* _SHORT PROBLEM 1_: In the activity guide for the interactive iPad picture book, what feature is found on page 11 of the storybook?

A remarkable, new, interactive picture book for the iPad from award-winning picture book star Oliver Jeffers, featuring the voice of Oscar nominee Helena Bonham Carter. Explore like never before the story of a girl whose life was filled with all the wonder of the world around her. Then one day something occurred that caused the girl to take her heart and put it in a safe place . . . (iTunes)


Get Ready

Prepare to use the app by introducing one of these activities.

  1. Meet the Author: Oliver Jeffers is an award-winning author and illustrator of many children’s books, including How to Catch a Star, Lost and Found, This Moose Belongs to Me and The Day the Crayons Quit. In his books, he explores the themes of friendship, loneliness, independence and imagination. If you have read any of his previous works with your child, revisit those themes and discuss how feelings can impact our actions, or even hinder them.
  2. Title Talk: The cover of the book has imagery of a girl and a heart inside a bottle. Ask your child what they think the story will be about and what will happen.

Dive In

Help your child get the most out of an app experience by trying the following activities.

  1. Visualization: As you read the pages of the storybook, discuss how our minds fill with many images, good and bad and to take a moment between the pages to do an exercise in visualization. While closing your eyes, ask your child to describe all the images they see. Take some index cards and jot down each image. When they open their eyes, ask them to describe the feelings that are associated on each card or paper and jot that down too. For example, an image of a boat may appear (a memory of a trip last summer), which could be a happy thought.
  2. Drawing Board: On page 11 of the storybook, there is an interactive drawing board with colored pencils and the ability to save the image(s) onto the iPad image gallery. Encourage your child to freely draw whatever comes to mind.

Branch Out

Extend the app experience with these real life activities.

  1. Time to Explore: After reading and discussing your child’s impression of the story, it's time to become a curiosity seeker! If the weather is permitting, go outside with a collection box or bag, some writing/drawing materials, a magnifier, a camera, or any other items for your journey. Let your child freely explore their surroundings, taking marvel on their own at their discoveries. Be there to minimally guide, but this is an exercise in independence and encouraging their curious side naturally.

* _SUPPLIED RECORDS_:
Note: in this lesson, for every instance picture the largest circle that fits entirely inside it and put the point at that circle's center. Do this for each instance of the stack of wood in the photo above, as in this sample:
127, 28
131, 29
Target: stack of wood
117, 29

* _SHORT PROBLEM 2_: How many lines of the listing contain the string "stack"? Reply with the number alone.

* _CORRECT ANSWER 1_: An interactive drawing board with colored pencils that can save images to the iPad image gallery.

* _CORRECT ANSWER 2_: 2